───── ARTICLE

Opinions of Sunday, 8 October 2017

Columnist: Gershon P. Anumu

How good or bad are credit decisions through alternative channels?

File photo: Ghana cedis File photo: Ghana cedis

Mobile telephony has become one of the convenient, fastest and reliable medium of communication in vogue. As a medium of communication, one does not necessarily require a formal education to use a mobile phone or enjoy some of the other services that go with it. As a result, many companies use it as a channel to advertise their products and services to all segments of society.

In banking services, customers can conduct financial transactions through a mobile phone or tablet.

It is in this respect that financial institutions and consumer finance companies use these channels to sell their products and services such as loans, savings, treasury bills and insurance policies and domestic appliances (TVs, Refrigerators, etc.) to the public. The recent emergence of mobile money services in our country has also provided this alternative channel for some lending houses in partnership with the Telcos to offer loan products to the public.

──────────

> _OBJECTIVE_
List the products and services that the column says financial institutions and consumer finance companies sell to the public through these channels. The rows that come next are separate material and have no tie to the column.

───── DATA SECTION

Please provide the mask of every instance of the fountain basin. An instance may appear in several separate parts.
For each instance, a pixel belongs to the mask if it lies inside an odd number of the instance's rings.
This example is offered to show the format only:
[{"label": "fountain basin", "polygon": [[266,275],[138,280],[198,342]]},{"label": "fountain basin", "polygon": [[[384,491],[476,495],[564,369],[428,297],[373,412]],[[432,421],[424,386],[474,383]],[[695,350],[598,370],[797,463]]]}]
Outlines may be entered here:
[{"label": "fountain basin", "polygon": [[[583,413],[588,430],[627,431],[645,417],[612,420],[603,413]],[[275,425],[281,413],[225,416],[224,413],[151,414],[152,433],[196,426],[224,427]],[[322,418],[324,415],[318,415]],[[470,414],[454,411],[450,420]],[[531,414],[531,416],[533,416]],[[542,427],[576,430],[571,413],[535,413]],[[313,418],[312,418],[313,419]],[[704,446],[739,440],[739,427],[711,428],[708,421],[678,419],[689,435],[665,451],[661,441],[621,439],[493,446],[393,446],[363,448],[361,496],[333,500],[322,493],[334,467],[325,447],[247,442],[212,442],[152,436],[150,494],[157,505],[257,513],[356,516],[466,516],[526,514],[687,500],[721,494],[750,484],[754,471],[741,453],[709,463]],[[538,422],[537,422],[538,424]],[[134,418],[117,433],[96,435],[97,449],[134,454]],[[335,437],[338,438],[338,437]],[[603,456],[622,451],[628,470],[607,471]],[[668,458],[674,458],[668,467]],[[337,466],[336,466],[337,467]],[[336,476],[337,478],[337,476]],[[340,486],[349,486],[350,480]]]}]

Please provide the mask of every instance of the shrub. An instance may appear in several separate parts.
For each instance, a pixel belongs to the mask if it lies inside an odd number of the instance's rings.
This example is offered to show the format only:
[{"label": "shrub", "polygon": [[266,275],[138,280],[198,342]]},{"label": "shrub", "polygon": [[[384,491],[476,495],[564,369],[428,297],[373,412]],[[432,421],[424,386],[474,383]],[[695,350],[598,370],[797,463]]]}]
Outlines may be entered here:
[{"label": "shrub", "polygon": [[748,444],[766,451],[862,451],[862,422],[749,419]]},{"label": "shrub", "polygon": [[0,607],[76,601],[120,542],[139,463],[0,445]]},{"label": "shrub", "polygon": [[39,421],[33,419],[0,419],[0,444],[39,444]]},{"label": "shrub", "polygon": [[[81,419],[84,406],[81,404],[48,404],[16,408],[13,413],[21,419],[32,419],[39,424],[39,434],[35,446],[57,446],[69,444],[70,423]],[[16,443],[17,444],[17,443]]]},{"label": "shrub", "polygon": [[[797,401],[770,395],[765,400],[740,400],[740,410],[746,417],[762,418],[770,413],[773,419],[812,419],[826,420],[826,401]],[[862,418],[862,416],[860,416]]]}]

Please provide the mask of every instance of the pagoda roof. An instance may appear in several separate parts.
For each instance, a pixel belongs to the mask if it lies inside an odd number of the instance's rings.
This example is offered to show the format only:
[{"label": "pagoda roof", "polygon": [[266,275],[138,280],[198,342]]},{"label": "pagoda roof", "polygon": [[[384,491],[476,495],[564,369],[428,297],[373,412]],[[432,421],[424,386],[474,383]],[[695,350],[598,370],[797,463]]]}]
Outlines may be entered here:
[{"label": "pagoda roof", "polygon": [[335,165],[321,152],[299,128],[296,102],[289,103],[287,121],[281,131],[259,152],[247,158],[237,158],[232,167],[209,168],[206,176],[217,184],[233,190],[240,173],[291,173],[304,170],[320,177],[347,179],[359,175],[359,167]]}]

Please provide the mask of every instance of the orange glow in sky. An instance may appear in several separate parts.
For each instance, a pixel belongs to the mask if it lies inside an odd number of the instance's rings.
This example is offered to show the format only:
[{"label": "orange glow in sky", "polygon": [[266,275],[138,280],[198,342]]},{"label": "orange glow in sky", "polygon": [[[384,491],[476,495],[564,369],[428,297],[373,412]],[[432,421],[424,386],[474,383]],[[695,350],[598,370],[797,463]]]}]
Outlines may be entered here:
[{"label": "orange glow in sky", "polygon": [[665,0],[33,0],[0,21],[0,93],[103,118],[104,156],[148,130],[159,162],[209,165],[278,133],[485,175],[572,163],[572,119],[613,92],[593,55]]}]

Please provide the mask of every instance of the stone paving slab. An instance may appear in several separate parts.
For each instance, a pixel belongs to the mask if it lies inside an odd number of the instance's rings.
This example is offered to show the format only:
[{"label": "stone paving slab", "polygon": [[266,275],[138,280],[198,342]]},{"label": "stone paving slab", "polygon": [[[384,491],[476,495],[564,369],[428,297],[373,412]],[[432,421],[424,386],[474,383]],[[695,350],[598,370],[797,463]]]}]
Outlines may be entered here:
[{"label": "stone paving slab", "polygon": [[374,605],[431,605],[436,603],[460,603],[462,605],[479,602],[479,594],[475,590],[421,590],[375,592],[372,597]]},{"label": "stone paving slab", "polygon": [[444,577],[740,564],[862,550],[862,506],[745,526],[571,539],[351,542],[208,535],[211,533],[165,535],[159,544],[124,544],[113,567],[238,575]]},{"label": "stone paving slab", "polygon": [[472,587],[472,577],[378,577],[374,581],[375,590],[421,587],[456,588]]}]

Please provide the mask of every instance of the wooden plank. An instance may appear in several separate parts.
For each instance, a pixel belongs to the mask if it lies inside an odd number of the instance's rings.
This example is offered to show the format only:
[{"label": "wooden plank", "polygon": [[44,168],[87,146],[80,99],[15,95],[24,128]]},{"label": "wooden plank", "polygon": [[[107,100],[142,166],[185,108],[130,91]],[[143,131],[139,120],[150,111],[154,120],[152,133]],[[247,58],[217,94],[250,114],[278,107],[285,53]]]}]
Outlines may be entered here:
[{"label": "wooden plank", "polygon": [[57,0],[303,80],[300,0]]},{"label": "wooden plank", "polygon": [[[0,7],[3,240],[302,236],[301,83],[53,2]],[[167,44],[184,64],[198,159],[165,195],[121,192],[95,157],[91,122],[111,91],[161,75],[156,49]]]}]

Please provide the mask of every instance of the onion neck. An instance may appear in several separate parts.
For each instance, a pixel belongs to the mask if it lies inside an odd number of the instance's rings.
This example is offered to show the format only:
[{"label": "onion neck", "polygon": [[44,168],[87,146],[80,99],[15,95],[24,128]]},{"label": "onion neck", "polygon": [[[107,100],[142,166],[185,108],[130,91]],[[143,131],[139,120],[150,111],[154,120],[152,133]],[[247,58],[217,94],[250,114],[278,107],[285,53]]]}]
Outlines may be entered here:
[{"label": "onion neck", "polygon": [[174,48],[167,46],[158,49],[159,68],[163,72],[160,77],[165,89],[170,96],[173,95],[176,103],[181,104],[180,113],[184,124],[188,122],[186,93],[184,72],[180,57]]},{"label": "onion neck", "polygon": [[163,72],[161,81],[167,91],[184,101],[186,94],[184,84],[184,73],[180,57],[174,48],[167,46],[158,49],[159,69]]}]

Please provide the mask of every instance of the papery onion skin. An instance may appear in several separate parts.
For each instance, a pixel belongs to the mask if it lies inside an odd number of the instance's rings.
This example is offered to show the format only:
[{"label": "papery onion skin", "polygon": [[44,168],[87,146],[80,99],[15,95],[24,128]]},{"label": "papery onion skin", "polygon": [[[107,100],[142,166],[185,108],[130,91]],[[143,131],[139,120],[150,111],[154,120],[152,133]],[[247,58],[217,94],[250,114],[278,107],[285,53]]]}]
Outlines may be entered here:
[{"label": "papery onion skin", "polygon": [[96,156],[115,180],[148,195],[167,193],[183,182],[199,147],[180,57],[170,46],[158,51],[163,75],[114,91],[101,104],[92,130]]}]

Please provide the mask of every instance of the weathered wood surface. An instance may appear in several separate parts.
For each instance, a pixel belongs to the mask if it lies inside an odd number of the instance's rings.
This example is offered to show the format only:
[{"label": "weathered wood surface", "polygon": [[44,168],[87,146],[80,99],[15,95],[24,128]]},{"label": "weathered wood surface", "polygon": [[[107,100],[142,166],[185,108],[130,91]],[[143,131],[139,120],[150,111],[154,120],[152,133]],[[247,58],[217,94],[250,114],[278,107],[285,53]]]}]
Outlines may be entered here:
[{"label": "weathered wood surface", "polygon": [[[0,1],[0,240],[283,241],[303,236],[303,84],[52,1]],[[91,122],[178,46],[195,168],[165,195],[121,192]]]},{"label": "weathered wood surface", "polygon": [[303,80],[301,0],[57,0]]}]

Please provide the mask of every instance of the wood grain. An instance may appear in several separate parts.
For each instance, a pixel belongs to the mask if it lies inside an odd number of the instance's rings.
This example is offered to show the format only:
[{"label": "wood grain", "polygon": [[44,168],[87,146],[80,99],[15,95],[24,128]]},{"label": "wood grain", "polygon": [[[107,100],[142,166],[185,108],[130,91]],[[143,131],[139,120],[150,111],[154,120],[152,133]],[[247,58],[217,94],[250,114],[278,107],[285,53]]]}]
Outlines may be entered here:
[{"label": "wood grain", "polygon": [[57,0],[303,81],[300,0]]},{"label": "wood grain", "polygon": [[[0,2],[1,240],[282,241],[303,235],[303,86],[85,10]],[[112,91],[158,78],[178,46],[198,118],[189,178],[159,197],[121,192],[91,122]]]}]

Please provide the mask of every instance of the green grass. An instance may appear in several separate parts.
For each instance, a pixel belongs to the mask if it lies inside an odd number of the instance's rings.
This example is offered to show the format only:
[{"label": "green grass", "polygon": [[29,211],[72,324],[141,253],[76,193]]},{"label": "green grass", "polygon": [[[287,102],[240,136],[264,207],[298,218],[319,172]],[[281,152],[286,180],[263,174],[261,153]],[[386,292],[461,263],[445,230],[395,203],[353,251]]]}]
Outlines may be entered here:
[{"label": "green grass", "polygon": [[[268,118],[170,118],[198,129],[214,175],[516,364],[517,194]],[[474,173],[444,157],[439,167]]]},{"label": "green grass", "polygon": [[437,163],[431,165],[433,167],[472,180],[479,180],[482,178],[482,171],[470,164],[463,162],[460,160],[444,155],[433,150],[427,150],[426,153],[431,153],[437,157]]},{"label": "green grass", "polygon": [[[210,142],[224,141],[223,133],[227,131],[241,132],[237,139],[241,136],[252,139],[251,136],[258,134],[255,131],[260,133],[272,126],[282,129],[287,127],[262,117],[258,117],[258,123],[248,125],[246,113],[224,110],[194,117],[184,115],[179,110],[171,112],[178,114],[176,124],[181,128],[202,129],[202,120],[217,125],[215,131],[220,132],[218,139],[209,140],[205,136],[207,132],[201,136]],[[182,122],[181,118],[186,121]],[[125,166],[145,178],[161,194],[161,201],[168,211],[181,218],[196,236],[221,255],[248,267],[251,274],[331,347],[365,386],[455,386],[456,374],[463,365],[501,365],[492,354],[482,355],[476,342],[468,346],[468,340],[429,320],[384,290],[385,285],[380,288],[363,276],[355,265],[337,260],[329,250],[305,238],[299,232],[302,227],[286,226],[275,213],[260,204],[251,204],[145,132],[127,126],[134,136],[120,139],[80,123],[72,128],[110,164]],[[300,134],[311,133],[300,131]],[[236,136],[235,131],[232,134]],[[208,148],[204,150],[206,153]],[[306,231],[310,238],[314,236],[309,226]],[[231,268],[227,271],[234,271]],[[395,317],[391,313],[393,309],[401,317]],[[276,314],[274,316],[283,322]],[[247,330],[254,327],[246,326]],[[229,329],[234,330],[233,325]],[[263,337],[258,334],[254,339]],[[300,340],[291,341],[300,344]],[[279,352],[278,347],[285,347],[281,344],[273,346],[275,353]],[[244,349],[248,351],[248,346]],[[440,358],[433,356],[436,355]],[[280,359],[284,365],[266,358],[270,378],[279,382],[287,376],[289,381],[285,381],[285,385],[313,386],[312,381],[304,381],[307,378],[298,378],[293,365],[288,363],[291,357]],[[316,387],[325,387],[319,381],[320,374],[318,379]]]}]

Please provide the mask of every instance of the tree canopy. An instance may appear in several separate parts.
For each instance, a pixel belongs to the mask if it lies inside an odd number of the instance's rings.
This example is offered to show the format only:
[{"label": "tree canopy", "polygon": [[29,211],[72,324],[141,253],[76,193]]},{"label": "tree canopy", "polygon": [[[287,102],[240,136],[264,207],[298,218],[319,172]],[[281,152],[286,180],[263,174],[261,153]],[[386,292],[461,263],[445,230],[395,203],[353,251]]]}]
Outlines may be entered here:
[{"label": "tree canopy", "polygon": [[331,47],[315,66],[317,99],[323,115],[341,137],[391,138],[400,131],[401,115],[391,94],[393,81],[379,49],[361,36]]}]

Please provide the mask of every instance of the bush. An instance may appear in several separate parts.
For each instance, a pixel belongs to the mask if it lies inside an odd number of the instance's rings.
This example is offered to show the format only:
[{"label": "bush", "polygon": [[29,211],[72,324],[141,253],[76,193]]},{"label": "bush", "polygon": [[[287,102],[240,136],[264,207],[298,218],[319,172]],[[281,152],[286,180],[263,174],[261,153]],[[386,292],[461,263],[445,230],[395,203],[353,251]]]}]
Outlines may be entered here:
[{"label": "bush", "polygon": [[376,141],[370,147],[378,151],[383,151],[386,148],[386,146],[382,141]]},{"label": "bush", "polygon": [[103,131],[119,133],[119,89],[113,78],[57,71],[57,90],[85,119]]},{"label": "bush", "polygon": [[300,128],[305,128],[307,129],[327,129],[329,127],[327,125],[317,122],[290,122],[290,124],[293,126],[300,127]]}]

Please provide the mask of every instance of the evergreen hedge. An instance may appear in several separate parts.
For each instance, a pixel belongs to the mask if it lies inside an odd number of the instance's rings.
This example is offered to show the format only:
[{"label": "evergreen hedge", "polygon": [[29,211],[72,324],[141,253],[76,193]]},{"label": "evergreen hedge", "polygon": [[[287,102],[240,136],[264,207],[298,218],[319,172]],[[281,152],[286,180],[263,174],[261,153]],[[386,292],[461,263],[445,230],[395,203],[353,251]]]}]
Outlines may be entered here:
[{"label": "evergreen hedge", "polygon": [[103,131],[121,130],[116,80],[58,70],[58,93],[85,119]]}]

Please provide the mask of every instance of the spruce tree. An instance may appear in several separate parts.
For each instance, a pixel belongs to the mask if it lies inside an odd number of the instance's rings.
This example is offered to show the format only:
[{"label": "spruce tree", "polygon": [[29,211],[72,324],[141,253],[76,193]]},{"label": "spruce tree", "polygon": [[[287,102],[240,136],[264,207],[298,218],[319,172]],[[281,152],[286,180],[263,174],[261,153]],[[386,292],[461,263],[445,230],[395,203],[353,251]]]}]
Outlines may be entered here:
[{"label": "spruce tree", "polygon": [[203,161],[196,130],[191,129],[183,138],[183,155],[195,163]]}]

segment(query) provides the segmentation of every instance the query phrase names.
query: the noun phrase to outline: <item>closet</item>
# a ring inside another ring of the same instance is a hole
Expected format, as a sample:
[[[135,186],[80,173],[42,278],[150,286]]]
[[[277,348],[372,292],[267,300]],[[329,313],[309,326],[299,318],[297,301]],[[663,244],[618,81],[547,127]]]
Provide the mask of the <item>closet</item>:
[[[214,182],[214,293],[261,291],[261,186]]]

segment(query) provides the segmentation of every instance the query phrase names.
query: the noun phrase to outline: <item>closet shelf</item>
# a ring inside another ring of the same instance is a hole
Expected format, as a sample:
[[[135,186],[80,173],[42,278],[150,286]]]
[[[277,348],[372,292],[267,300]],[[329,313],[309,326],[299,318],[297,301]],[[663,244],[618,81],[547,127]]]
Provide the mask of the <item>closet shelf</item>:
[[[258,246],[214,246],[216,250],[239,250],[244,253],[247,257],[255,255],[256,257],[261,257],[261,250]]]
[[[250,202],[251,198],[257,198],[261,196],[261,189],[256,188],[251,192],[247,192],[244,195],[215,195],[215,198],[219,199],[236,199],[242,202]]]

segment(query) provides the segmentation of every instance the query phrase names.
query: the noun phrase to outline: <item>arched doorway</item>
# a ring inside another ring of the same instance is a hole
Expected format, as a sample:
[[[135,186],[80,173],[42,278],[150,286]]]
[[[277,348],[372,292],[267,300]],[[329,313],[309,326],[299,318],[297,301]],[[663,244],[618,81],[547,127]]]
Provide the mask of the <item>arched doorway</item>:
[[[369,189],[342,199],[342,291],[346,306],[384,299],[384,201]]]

──────────

> _OUTPUT FOR THIS TASK_
- Loans
- Savings
- Treasury bills
- Insurance policies
- Domestic appliances (TVs, refrigerators, etc.)